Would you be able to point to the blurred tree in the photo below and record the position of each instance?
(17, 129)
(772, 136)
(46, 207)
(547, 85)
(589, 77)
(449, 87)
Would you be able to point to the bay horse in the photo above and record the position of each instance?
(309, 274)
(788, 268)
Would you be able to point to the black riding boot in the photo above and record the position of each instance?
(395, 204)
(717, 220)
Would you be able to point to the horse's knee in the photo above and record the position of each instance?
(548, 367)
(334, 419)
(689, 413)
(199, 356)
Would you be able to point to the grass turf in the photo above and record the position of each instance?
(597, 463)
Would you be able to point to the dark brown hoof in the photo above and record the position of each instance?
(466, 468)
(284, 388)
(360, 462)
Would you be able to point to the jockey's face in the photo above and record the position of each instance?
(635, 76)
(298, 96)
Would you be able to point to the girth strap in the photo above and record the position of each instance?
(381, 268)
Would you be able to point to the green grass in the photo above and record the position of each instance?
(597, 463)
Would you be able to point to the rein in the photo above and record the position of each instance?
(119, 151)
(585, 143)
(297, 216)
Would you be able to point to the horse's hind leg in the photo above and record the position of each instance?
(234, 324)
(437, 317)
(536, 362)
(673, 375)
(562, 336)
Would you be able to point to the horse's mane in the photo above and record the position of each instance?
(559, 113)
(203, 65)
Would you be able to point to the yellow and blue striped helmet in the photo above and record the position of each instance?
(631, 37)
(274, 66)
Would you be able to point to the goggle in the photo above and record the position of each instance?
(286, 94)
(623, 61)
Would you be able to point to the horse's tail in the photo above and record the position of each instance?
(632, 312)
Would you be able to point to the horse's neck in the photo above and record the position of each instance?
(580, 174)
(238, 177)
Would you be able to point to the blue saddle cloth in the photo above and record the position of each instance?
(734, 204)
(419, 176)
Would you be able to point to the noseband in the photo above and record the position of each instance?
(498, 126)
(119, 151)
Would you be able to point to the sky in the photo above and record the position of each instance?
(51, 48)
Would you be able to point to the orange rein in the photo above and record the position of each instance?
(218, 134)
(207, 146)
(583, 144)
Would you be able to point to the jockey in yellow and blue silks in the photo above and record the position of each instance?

#####

GOAL — Convert all of the records above into a numbered list with blank lines omitted.

PROBLEM SOLUTION —
1. Would you be able to point to the blurred tree in the photo below and record the position of each instance?
2. (17, 129)
3. (772, 136)
4. (46, 207)
5. (547, 85)
6. (589, 77)
7. (449, 87)
8. Would you be able to point to the bay horse in the photo above and record the position of each instance?
9. (309, 274)
10. (788, 268)
11. Would you be able to point to the black riding boot in the photo above and record the position of each instance?
12. (395, 204)
13. (717, 220)
14. Would you be able to point to the horse's knee in the photo above and record the position of each instance?
15. (548, 367)
16. (334, 419)
17. (689, 413)
18. (199, 356)
19. Would you be able to point to the grass turf in the photo above and record the position of each instance?
20. (597, 463)
21. Would you be able to point to the dark brown hoof in the photo above and record the position of each instance?
22. (466, 468)
23. (284, 388)
24. (360, 462)
25. Would you be able to point to the jockey's face in the photo above and record the position of each instance?
26. (635, 76)
27. (298, 96)
28. Would you be able to point to the girth strap in the photo above and record the position of each instance?
29. (381, 268)
30. Would you be able to point to the green grass in the photo above and record the position of each instance?
31. (597, 463)
32. Would you be able to point to the rein in the photo above and record the position of each instance?
33. (119, 151)
34. (585, 143)
35. (297, 216)
36. Would you be able to point to the horse's hind leg in the photo above and record the position of each instance?
37. (234, 324)
38. (437, 317)
39. (536, 362)
40. (673, 375)
41. (562, 336)
42. Would you be able to point to the horse's mane in the photo above and record the position of each instance?
43. (559, 113)
44. (203, 65)
45. Would you be able to point to the yellow and blue striped helmet in the photo above and record the position of each instance?
46. (631, 37)
47. (274, 66)
48. Would you be able to point to the goggle in the photo above and record the position of each instance?
49. (286, 94)
50. (623, 61)
51. Would you be able to point to the horse's tail in the photo above and record the position of each instance?
52. (632, 312)
53. Would you be able to point to the horse's neck in the photo above and record the position of each instance?
54. (580, 174)
55. (238, 177)
56. Would you be able to point to the blue saddle cloth in the photo above and record the position of each instance?
57. (734, 204)
58. (419, 176)
59. Would you be able to point to the noseband in the photo above and record the position of each instance?
60. (498, 126)
61. (119, 151)
62. Would you be able to point to the sky in the photo above and record the position of each instance?
63. (51, 48)
64. Would you be able to point to the orange rein in the photo above and record the position of each instance?
65. (218, 134)
66. (207, 146)
67. (583, 144)
68. Would you be able to point to the jockey in yellow and blue silks in the photo above and record the position of each instance?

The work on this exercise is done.